Image point grounding data
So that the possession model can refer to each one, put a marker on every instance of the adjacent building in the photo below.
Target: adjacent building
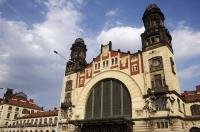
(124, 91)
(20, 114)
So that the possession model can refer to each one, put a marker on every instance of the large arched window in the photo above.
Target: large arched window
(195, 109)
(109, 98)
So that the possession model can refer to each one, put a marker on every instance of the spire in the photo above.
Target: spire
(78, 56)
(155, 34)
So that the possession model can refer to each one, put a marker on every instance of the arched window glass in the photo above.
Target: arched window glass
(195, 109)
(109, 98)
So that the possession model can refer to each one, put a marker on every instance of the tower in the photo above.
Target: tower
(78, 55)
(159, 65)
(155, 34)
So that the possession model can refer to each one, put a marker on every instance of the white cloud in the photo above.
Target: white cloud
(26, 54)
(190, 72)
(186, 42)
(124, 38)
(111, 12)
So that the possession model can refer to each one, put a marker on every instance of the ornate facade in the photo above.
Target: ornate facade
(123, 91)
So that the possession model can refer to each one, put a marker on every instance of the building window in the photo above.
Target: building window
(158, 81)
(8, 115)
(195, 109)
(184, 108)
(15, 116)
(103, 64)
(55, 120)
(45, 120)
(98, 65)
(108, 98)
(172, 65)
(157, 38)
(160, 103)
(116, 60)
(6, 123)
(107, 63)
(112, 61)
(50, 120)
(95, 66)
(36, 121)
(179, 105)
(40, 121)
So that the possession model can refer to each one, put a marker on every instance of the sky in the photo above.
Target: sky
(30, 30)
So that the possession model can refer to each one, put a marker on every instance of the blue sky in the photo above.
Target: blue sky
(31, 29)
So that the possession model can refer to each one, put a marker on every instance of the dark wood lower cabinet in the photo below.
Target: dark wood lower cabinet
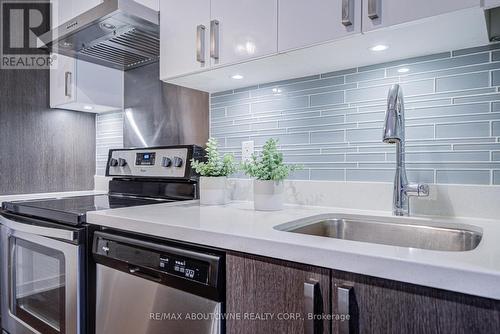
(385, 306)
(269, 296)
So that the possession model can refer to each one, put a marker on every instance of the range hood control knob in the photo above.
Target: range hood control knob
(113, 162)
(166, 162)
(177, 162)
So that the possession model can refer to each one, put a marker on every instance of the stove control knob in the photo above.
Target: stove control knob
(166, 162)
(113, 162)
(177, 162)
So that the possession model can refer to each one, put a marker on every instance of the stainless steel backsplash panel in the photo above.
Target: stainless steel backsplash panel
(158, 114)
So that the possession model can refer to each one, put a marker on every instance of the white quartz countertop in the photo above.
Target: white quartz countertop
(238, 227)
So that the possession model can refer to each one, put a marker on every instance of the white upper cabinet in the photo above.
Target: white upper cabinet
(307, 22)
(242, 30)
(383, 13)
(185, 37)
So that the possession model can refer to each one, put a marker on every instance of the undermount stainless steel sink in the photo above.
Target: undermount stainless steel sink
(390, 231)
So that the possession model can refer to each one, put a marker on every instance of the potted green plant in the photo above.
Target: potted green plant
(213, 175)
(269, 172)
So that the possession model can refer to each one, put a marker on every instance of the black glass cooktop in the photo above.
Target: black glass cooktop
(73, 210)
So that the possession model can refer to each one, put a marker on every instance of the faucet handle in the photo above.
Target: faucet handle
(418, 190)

---

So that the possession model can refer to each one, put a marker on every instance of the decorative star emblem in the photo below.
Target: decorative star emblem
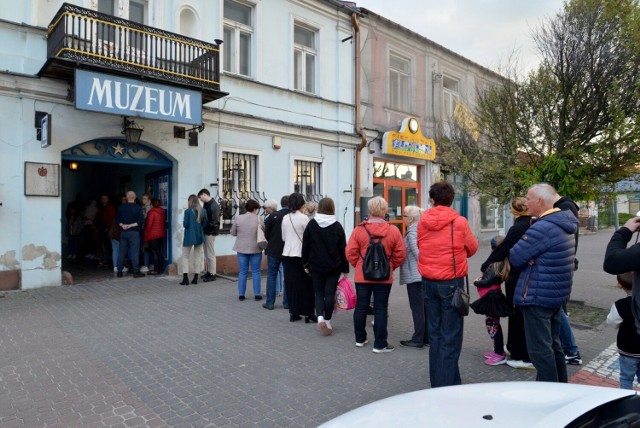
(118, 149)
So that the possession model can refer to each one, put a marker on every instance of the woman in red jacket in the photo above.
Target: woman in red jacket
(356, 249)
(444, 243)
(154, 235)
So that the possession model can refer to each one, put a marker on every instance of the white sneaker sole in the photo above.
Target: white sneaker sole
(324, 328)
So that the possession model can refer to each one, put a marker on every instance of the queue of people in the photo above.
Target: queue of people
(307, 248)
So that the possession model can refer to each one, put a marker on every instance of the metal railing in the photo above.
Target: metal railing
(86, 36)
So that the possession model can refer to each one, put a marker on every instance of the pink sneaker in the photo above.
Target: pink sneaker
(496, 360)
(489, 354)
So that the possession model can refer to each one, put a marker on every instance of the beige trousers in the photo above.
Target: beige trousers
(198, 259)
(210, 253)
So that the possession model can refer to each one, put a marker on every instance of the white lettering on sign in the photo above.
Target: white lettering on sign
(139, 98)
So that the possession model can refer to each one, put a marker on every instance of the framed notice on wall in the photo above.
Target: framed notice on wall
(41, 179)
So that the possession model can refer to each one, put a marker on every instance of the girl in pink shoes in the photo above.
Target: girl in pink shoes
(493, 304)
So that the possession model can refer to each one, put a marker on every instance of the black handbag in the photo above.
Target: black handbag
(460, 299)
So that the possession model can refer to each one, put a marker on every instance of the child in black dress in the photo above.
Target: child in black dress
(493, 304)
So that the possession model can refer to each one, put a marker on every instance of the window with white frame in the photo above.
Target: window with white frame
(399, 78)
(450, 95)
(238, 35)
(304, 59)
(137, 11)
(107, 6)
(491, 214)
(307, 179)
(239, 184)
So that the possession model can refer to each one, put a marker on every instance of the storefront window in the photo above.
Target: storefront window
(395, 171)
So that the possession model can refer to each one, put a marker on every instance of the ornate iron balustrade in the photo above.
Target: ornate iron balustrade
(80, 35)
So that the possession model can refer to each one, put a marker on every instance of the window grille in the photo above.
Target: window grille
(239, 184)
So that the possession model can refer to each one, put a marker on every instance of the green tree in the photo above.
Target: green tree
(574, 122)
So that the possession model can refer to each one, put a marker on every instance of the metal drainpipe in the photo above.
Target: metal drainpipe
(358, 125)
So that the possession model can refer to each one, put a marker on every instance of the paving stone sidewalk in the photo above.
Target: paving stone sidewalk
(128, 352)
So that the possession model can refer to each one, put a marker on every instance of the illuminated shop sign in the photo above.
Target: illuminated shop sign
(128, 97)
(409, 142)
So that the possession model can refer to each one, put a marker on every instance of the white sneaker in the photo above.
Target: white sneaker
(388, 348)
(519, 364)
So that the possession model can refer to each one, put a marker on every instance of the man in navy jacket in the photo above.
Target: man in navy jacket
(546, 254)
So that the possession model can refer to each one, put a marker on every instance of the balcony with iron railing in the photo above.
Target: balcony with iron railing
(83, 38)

→ **Your instructions**:
What belongs in the answer is each line of the data that has the word "below".

→ **Expected answer**:
So that the possession model can refer to each one, put a marker on every instance of the adjacent building in the photo below.
So that the possession model can refer to each one, put a marker on every instance of the dark wood lower cabinet in the photo below.
So that the possession model can refer to each one, put a marker on every instance of the decorative star emblem in the photo below.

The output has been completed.